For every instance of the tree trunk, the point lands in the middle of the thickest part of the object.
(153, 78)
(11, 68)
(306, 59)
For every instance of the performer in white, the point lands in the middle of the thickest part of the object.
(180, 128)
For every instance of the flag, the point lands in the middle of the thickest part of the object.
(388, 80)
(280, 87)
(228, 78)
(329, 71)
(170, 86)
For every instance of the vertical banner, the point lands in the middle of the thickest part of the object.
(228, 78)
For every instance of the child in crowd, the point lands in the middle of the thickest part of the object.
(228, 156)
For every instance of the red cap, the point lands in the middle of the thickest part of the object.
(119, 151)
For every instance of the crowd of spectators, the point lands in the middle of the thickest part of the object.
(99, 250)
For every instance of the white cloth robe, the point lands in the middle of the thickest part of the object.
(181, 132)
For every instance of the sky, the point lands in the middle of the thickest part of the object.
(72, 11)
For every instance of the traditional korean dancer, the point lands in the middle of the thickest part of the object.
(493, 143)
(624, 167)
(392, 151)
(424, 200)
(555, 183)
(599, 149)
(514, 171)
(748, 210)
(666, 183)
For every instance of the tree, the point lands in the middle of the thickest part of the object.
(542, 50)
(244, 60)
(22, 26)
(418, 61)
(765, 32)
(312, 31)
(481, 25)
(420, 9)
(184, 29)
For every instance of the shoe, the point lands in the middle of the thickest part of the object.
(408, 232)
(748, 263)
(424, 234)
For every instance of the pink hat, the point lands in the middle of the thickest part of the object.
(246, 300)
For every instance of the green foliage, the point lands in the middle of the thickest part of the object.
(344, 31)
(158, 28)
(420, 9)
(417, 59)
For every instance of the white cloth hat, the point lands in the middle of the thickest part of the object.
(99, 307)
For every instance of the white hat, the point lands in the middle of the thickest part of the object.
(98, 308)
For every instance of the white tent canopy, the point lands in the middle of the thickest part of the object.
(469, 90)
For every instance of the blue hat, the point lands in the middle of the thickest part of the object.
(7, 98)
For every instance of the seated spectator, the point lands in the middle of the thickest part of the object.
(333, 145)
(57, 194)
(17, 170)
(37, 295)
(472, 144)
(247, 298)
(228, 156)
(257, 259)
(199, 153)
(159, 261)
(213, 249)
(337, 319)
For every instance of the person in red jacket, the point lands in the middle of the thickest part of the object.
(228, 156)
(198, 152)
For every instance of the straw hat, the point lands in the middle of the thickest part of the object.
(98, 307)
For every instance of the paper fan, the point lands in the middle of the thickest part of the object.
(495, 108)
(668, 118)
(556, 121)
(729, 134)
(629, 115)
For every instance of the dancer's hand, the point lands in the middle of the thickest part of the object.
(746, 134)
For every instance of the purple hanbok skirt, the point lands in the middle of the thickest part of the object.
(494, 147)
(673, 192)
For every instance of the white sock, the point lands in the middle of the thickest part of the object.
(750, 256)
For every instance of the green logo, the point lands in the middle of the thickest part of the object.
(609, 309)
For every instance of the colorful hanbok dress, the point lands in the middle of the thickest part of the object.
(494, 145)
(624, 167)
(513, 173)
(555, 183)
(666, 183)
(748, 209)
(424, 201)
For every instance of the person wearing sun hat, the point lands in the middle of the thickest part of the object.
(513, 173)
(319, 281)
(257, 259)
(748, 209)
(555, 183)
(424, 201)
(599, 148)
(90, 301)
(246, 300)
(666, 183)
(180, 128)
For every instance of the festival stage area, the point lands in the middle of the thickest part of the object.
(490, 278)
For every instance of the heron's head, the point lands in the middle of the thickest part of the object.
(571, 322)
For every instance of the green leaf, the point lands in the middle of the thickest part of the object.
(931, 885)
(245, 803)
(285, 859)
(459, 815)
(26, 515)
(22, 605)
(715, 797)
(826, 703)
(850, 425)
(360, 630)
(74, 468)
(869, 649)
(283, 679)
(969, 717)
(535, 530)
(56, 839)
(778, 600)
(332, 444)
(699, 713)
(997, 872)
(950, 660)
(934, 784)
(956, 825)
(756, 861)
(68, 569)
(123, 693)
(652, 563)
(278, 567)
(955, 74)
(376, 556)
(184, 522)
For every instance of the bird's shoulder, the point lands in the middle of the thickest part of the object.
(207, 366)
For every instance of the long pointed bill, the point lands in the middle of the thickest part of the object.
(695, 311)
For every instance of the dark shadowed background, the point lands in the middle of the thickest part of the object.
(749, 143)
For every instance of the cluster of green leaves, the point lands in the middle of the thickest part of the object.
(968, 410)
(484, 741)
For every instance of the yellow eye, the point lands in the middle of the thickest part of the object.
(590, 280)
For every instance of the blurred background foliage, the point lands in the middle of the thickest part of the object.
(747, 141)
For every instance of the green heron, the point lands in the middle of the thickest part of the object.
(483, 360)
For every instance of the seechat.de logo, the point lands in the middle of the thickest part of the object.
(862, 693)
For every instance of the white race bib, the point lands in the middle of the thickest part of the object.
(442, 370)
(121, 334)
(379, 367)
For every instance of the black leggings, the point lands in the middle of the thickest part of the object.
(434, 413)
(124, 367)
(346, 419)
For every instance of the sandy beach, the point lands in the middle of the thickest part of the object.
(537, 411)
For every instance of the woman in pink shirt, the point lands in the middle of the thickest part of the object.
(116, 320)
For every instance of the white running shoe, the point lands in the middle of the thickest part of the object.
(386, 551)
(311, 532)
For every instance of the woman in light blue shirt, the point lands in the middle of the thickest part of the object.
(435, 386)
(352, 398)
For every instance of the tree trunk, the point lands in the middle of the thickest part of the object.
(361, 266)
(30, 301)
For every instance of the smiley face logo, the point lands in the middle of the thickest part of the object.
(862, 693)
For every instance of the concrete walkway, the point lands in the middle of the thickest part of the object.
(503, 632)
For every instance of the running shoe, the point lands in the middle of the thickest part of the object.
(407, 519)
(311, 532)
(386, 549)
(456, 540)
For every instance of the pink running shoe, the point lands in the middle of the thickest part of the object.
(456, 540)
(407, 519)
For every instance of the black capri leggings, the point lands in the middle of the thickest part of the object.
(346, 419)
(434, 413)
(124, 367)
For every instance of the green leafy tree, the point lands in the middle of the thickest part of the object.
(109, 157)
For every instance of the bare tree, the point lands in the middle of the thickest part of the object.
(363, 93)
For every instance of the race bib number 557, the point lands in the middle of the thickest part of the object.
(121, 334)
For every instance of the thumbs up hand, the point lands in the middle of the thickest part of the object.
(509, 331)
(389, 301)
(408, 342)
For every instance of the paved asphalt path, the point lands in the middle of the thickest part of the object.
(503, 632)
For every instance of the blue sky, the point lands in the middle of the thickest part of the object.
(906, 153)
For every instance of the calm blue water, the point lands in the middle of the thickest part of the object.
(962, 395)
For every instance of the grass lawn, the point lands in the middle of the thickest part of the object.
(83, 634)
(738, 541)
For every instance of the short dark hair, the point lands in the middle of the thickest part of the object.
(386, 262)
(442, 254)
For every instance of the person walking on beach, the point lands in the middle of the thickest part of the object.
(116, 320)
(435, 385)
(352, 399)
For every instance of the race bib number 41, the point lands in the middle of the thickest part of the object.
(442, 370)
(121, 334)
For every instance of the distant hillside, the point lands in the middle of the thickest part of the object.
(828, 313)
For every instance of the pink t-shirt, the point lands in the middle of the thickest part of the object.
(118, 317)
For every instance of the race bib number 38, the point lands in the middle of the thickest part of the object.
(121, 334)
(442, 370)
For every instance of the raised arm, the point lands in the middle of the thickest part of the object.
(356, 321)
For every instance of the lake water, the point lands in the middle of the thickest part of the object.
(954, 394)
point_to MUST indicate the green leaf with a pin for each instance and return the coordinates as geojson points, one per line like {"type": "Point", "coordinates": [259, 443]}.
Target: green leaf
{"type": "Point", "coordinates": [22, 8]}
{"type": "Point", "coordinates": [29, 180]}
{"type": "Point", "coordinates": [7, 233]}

++++++++++

§ **Exercise details**: All of the records above must be reproduced exactly.

§ **Written response**:
For every instance of the tree trunk, the point lands in the middle of the thickest part of the object.
(153, 78)
(11, 68)
(306, 59)
For every instance of the performer in white, the point lands in the middle of the thickest part of the object.
(180, 128)
For every instance of the flag, the point lands in the middle of the thickest part of the object.
(388, 80)
(280, 87)
(228, 78)
(329, 71)
(170, 86)
For every instance of the vertical banner, the point lands in the middle of the thickest part of the object.
(228, 78)
For every instance of the child in crowd, the point lands in the middle of the thickest part of the object.
(228, 156)
For every instance of the red cap, the point lands in the middle of the thickest part of the object.
(119, 151)
For every instance of the crowd of spectators, the point lands in the middle of the thickest part of the object.
(99, 250)
For every instance of the white cloth robe, the point lands in the middle of the thickest part of the object.
(181, 132)
For every instance of the sky, the point lands in the middle of the thickest part of the object.
(72, 11)
For every instance of the traditional korean dancer, the point lands in the middle of the thickest part of the object.
(493, 143)
(624, 167)
(392, 151)
(424, 200)
(555, 183)
(599, 149)
(514, 171)
(748, 210)
(666, 183)
For every instance of the tree, the point lands in the middle of the thickest part of the object.
(542, 50)
(244, 60)
(22, 26)
(418, 61)
(765, 32)
(312, 31)
(481, 25)
(420, 9)
(184, 29)
For every instance of the shoe, the point lands in the middle of the thickest part of the object.
(408, 232)
(748, 263)
(424, 234)
For every instance of the pink hat, the point lands in the middle of the thickest part of the object.
(246, 300)
For every instance of the green foliage, the point lands in the middle of the thickest part of the object.
(344, 31)
(158, 28)
(420, 9)
(417, 59)
For every instance of the white cloth hat, the point lands in the middle of the thickest part of the object.
(99, 307)
For every instance of the white hat, the point lands in the middle of the thickest part of the object.
(98, 308)
For every instance of the white tent canopy, the point lands in the middle of the thickest part of the object.
(469, 90)
For every instance of the blue hat, the point lands in the middle of the thickest part of the object.
(7, 98)
For every instance of the seated spectator, the point lands in the middle of the thickest part of the object.
(333, 145)
(57, 194)
(17, 170)
(37, 295)
(472, 144)
(247, 298)
(228, 156)
(257, 259)
(199, 153)
(159, 261)
(213, 249)
(337, 319)
For every instance of the person in red jacket, the point lands in the middle of the thickest part of the object.
(228, 156)
(198, 152)
For every instance of the straw hat, the point lands in the middle of the thickest part of the object.
(98, 307)
For every instance of the paper fan, the point lands in the middle of the thickest part of the object.
(495, 108)
(668, 118)
(556, 121)
(729, 134)
(629, 115)
For every instance of the dancer's hand, the point lands in the middle of the thickest part of the object.
(746, 134)
For every instance of the purple hanbok skirt, the point lands in the middle of the thickest part of the object.
(494, 147)
(673, 192)
For every instance of the white sock, the point lands in the middle of the thickest part of the object.
(750, 256)
For every instance of the green logo, the point lands in the middle of the thickest part of the object.
(609, 309)
For every instance of the colorful hanbok dress, the point lands in the middle of the thickest part of the object.
(494, 145)
(624, 167)
(513, 173)
(555, 183)
(666, 183)
(748, 209)
(424, 201)
For every instance of the person wearing sun hat, the point lands in the middle of the thickest part of the object.
(513, 173)
(319, 281)
(257, 259)
(748, 209)
(555, 183)
(424, 201)
(599, 148)
(90, 301)
(246, 300)
(666, 183)
(180, 128)
For every instance of the festival stage area, the point lands in the middle of the thickest part of the object.
(490, 278)
For every instance of the heron's head, the point lands in the middle of the thickest part of the object.
(571, 322)
For every instance of the green leaf, the point lands in the middle of the thickest part of the object.
(931, 885)
(245, 803)
(285, 859)
(459, 815)
(26, 515)
(22, 605)
(715, 797)
(826, 703)
(850, 425)
(360, 630)
(74, 468)
(869, 649)
(283, 679)
(969, 717)
(535, 530)
(56, 839)
(778, 600)
(332, 444)
(699, 713)
(997, 872)
(950, 660)
(934, 784)
(956, 825)
(756, 861)
(68, 569)
(123, 693)
(652, 563)
(278, 567)
(955, 74)
(376, 556)
(184, 522)
For every instance of the bird's shoulder, the point lands in the middle of the thickest part of the object.
(207, 366)
For every instance of the long pointed bill, the point lands in the middle of the thickest part of the object.
(695, 311)
For every instance of the dark shadowed background, the point lands in the middle of the thickest part of the object.
(749, 143)
For every instance of the cluster of green leaves, the point lands in the middle of the thickest part of the object.
(968, 410)
(484, 741)
For every instance of the yellow eye, the point lands in the middle of the thickest part of the object.
(590, 280)
For every instance of the blurred background foliage, the point lands in the middle of the thickest part of the object.
(747, 141)
For every instance of the green heron, the point lands in the middle of the thickest part of the object.
(483, 360)
For every instance of the seechat.de logo, the point lands in the middle of the thickest part of the object.
(862, 693)
For every instance of the white race bib, the point lands in the middle of the thickest part of the object.
(442, 370)
(121, 334)
(379, 367)
For every instance of the black leggings, the point lands in the middle of the thickest part of the object.
(434, 413)
(124, 367)
(346, 419)
For every instance of the sandy beach, the point lands in the middle of the thickest part of the object.
(537, 411)
For every instance of the woman in pink shirt, the point lands in the middle of the thickest part of the object.
(116, 320)
For every instance of the white running shoe, the point lands in the middle of the thickest part of the object.
(386, 551)
(311, 532)
For every instance of the woman in light blue shirt, the point lands in the middle of the thickest part of the object.
(435, 386)
(352, 398)
For every instance of the tree trunk, the point lands in the middle of the thickest part of the object.
(361, 266)
(30, 301)
For every instance of the smiley face logo, the point lands in the middle of the thickest part of the object.
(862, 693)
For every instance of the concrete walkway, the point lands in the middle of the thickest part of the object.
(503, 632)
For every instance of the running shoe, the point lands in the middle of the thickest part of the object.
(407, 519)
(311, 532)
(386, 549)
(456, 540)
For every instance of the pink running shoe, the point lands in the middle of the thickest part of the object.
(456, 540)
(407, 519)
For every instance of the black capri leggings, the point lands in the middle of the thickest part of the object.
(346, 419)
(434, 413)
(124, 367)
For every instance of the green leafy tree, the point lands in the middle of the thickest part of the object.
(109, 157)
For every instance of the bare tree, the point lands in the middle of the thickest part of the object.
(363, 93)
For every instance of the race bib number 557, the point lands in the middle of the thickest part of the object.
(121, 334)
For every instance of the thumbs up hand, the point lands in the middle of the thickest part of the object.
(509, 331)
(389, 301)
(408, 342)
For every instance of the paved asphalt path, the point lands in the middle of the thickest part of the object.
(503, 632)
For every instance of the blue sky, the point lands in the middle of the thickest part of the object.
(906, 153)
For every instance of the calm blue water, the point lands in the middle of the thickest part of the object.
(962, 395)
For every instance of the grass lawn, the point lands in the middle of the thickest part of the object.
(83, 634)
(738, 541)
For every instance of the short dark hair, the point lands in the middle of the thickest part of the object.
(386, 262)
(442, 254)
For every instance of the person walking on beach, the point lands in the middle of the thickest part of the object.
(116, 320)
(435, 385)
(352, 399)
For every instance of the race bib number 41, the point lands in the middle of the thickest part of the object.
(442, 370)
(121, 334)
For every instance of the distant hillside, the point lands in the middle of the thickest part of the object.
(828, 313)
For every instance of the pink t-shirt, the point lands in the middle of the thickest part of the object.
(118, 317)
For every instance of the race bib number 38, the point lands in the middle of the thickest part of the object.
(121, 334)
(442, 370)
For every instance of the raised arm, the point lands in the middle of the thickest part of the object.
(356, 321)
For every instance of the lake water, the point lands in the middle of the thickest part of the object.
(954, 394)
point_to MUST indicate the green leaf with a pin for each instance and return the coordinates as geojson points, one per line like {"type": "Point", "coordinates": [259, 443]}.
Target: green leaf
{"type": "Point", "coordinates": [22, 8]}
{"type": "Point", "coordinates": [29, 180]}
{"type": "Point", "coordinates": [7, 233]}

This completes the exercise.